What is being asked: Count the lines in the listing below that contain the string "door". Reply with only the number.

Records provided:

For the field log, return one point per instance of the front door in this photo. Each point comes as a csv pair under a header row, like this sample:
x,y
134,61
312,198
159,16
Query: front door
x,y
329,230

Final answer: 2